Only the lines from the first line of the entries through the line with "negative clicks: (265, 137) (259, 176)" belong in the answer, each restated word for word and without pictures.

======== DATA EXTRACTS

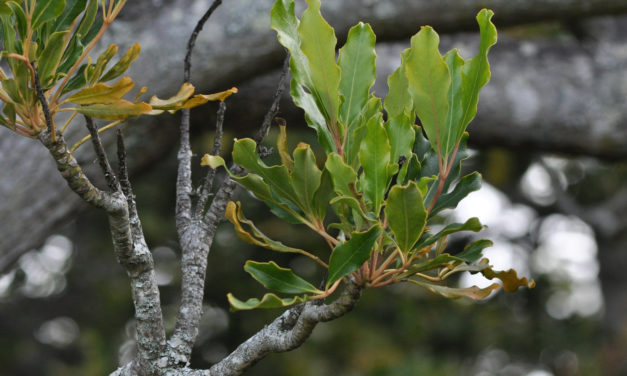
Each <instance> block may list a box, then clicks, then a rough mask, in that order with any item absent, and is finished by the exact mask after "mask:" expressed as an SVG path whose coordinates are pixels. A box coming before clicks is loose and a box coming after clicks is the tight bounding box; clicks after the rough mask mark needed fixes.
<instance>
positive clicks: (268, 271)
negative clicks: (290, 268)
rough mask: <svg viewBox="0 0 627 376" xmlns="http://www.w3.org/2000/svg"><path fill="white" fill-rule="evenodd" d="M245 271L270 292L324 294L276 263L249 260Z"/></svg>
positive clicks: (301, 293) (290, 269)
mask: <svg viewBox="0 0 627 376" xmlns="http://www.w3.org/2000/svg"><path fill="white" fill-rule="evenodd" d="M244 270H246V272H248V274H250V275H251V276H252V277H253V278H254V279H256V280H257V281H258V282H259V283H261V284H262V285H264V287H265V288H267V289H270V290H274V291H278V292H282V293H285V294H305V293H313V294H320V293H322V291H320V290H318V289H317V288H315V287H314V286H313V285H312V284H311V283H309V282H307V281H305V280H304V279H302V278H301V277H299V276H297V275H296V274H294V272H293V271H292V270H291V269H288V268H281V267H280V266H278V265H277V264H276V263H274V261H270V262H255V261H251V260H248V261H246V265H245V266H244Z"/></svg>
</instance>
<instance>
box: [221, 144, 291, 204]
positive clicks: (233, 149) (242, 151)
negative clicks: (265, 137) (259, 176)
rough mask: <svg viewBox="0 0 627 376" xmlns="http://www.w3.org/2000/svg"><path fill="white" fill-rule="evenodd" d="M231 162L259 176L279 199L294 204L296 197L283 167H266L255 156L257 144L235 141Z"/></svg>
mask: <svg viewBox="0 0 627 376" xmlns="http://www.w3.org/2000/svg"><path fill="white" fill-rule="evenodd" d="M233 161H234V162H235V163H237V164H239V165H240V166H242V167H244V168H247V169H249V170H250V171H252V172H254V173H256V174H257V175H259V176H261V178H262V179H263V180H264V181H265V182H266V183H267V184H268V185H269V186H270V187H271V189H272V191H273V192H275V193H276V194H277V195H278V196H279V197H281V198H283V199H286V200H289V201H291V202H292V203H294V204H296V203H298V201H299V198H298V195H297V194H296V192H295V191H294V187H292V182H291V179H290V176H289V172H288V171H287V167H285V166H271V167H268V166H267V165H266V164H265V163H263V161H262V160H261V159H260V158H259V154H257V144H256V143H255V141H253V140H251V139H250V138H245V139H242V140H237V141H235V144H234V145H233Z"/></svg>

================

__ANSWER FOR THE TASK__
Each <instance> block may list a box, then clicks, then a rough mask, in that order with any item absent, and is finished by the exact mask after "mask:" expressed as an SVG path whose coordinates are pixels. A box coming before clicks is loose and a box coming after clicks is the tight bounding box; clicks after the rough mask mark needed fixes.
<instance>
positive clicks: (268, 271)
negative clicks: (290, 268)
rough mask: <svg viewBox="0 0 627 376" xmlns="http://www.w3.org/2000/svg"><path fill="white" fill-rule="evenodd" d="M245 271L270 292L324 294L276 263L249 260Z"/></svg>
positive clicks: (301, 293) (290, 269)
mask: <svg viewBox="0 0 627 376" xmlns="http://www.w3.org/2000/svg"><path fill="white" fill-rule="evenodd" d="M244 270H246V272H248V274H250V275H251V276H252V277H253V278H254V279H256V280H257V281H258V282H259V283H261V284H262V285H264V287H265V288H267V289H270V290H274V291H278V292H282V293H285V294H305V293H313V294H320V293H322V291H320V290H318V289H317V288H315V287H314V286H313V285H312V284H311V283H309V282H307V281H305V280H304V279H302V278H301V277H299V276H297V275H296V274H294V272H293V271H292V270H291V269H288V268H281V267H280V266H278V265H277V264H276V263H274V261H270V262H255V261H251V260H248V261H246V265H245V266H244Z"/></svg>
</instance>
<instance>
box: [221, 144, 291, 204]
positive clicks: (233, 149) (242, 151)
negative clicks: (265, 137) (259, 176)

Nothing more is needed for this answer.